→ **Exercice proposé 1**:
Selon l'extrait sur Birthday Party, quels artistes sont présentés comme les pères de tous ?

→ **Extrait du texte**:
┄┄┄┄┄┄┄┄┄┄

Birthday Party, c’est le groupe de Nick Cave. Et de la plupart des futurs Bad Seeds. Un groupe de jeunesse donc. Assez hors-norme et terrifiant. En un mot extrémiste.
Avec ses potes, l’indéfectible Mick Harvey, Phil Calvert, Howard S. Howard, Tracy Pew, Nick Cave végète en Australie, pays-continent où succès d’AC/DC oblige, le hard-rock bluesy et sauvage écrase tout. Un genre qui n’est pas exactement la tasse de thé des Birthday Party, troupe punky d’amateurs de ce rock qu’on appelait « décadent » (le glam pour faire simple), et de leurs pères à tous, Lou Reed et Iggy Pop. Du premier, Cave retiendra l’aspect littéraire sombre et torturé des lyrics, du second un jeu de scène outrancier et apocalyptique.
Birthday Party 1982
Les Birthday Party (et la copine-muse de Cave Anita Lane) quitteront l’Australie pour l’Angleterre. Une Angleterre quelque peu fantasmée, qu’ils imaginent tout entière sous la coupe de groupes punks ou post-punk. Quand ils arrivent fin 80 à Londres, c’est pour s’apercevoir que Spandau Ballet, Human League et Orchestral Manœuvres sont en haut des charts, que leurs groupes punks fétiches ont pris du plomb dans l’aile ou n’existent plus et que la scène post-tout ce qu’on veut (rock, punk, …), a une audience famélique. Gros coup de blues pour les Birthday Party, qui vont se jeter à corps perdu dans la dope, et pousser au paroxysme un genre qui commence à sortir de l’underground, le rock dit « gothique », issu de la scène batcave. Un genre musical à la base austère et tourmenté, servi par des officiants tout de noir vêtus.

┄┄┄┄┄┄┄┄┄┄

→ **Exercice proposé 2**:
Extrayez des entrées ci-dessous toutes les lignes qui contiennent la chaîne « therapist ».

┄┄┄┄┄┄┄┄┄┄

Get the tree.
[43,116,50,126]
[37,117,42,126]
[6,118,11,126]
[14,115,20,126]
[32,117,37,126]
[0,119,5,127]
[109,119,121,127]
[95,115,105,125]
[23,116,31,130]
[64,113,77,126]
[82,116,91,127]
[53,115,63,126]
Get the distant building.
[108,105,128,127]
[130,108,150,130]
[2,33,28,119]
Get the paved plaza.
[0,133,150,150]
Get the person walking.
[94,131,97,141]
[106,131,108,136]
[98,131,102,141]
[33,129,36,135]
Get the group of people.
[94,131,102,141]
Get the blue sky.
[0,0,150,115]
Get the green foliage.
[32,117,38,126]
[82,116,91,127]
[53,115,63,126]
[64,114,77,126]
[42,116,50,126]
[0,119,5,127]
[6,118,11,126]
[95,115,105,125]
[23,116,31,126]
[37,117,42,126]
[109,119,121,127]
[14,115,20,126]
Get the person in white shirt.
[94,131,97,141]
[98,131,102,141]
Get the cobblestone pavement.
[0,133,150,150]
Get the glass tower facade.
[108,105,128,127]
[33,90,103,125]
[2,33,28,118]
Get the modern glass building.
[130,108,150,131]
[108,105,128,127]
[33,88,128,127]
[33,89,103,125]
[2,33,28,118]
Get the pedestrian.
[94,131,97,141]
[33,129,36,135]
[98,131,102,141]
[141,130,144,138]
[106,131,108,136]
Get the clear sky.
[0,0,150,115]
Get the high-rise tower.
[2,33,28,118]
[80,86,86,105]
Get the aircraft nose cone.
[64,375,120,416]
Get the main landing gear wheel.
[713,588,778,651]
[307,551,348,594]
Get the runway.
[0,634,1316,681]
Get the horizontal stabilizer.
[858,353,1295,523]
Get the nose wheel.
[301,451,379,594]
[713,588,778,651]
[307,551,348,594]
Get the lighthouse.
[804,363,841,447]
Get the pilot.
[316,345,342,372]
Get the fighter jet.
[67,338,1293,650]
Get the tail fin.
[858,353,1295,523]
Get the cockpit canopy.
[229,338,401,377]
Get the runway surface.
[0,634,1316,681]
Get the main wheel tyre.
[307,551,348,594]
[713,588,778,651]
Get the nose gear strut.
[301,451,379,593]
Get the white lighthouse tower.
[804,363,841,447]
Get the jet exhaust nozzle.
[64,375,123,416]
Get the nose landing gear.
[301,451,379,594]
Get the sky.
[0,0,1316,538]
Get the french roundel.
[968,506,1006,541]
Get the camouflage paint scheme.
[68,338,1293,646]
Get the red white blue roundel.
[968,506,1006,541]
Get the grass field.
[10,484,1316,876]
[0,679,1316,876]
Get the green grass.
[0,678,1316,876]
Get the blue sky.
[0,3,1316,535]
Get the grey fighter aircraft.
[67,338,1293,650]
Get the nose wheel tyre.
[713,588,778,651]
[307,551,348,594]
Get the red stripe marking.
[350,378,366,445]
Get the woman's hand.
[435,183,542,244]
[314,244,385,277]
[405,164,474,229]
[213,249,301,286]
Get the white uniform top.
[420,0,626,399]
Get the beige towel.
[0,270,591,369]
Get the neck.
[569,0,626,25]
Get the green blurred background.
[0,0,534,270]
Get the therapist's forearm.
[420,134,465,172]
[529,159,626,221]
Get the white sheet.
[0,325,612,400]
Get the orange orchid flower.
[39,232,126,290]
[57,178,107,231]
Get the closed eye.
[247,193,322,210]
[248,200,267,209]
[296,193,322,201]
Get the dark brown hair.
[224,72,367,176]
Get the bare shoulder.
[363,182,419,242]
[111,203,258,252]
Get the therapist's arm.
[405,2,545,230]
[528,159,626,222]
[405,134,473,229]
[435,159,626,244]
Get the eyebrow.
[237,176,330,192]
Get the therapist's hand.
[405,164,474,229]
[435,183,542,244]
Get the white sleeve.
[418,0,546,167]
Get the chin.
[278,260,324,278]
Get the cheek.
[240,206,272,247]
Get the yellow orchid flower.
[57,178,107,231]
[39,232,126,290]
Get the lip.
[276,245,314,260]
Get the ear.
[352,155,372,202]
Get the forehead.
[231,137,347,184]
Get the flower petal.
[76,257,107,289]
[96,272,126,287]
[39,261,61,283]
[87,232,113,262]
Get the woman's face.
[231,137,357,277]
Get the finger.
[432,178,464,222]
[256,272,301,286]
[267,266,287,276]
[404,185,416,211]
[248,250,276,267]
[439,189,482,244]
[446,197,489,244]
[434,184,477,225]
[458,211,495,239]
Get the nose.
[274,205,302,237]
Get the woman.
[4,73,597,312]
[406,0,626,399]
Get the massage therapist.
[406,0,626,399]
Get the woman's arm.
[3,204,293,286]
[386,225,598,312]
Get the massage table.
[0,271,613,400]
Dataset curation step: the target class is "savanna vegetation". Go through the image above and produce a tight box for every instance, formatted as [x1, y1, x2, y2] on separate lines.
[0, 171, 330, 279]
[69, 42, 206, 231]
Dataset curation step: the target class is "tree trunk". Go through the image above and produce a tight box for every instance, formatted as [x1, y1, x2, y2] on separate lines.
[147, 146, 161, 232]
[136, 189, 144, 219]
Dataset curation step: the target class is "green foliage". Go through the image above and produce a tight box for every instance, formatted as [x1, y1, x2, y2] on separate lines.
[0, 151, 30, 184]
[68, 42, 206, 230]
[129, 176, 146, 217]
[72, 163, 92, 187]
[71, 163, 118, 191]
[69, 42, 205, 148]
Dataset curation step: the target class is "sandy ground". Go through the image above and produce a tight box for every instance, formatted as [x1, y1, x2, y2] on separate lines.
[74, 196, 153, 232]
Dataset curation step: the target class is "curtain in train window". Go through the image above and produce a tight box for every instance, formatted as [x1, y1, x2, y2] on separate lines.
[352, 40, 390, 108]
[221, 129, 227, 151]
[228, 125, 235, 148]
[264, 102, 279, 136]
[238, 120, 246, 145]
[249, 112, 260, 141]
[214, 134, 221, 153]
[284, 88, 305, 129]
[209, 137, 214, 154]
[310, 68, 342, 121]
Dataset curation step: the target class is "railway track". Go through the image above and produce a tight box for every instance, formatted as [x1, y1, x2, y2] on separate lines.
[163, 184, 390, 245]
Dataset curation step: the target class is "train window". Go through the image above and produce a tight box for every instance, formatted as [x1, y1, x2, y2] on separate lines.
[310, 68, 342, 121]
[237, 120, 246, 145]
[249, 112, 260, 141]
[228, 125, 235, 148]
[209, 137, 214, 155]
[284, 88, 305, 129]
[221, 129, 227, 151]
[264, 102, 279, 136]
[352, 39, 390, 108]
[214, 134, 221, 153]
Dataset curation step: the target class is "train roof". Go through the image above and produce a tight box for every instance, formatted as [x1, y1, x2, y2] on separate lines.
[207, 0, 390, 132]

┄┄┄┄┄┄┄┄┄┄

→ **Corrigé 1**:
Lou Reed et Iggy Pop.

→ **Corrigé 2**:
Get the therapist's forearm.
Get the therapist's arm.
Get the therapist's hand.
Get the massage therapist.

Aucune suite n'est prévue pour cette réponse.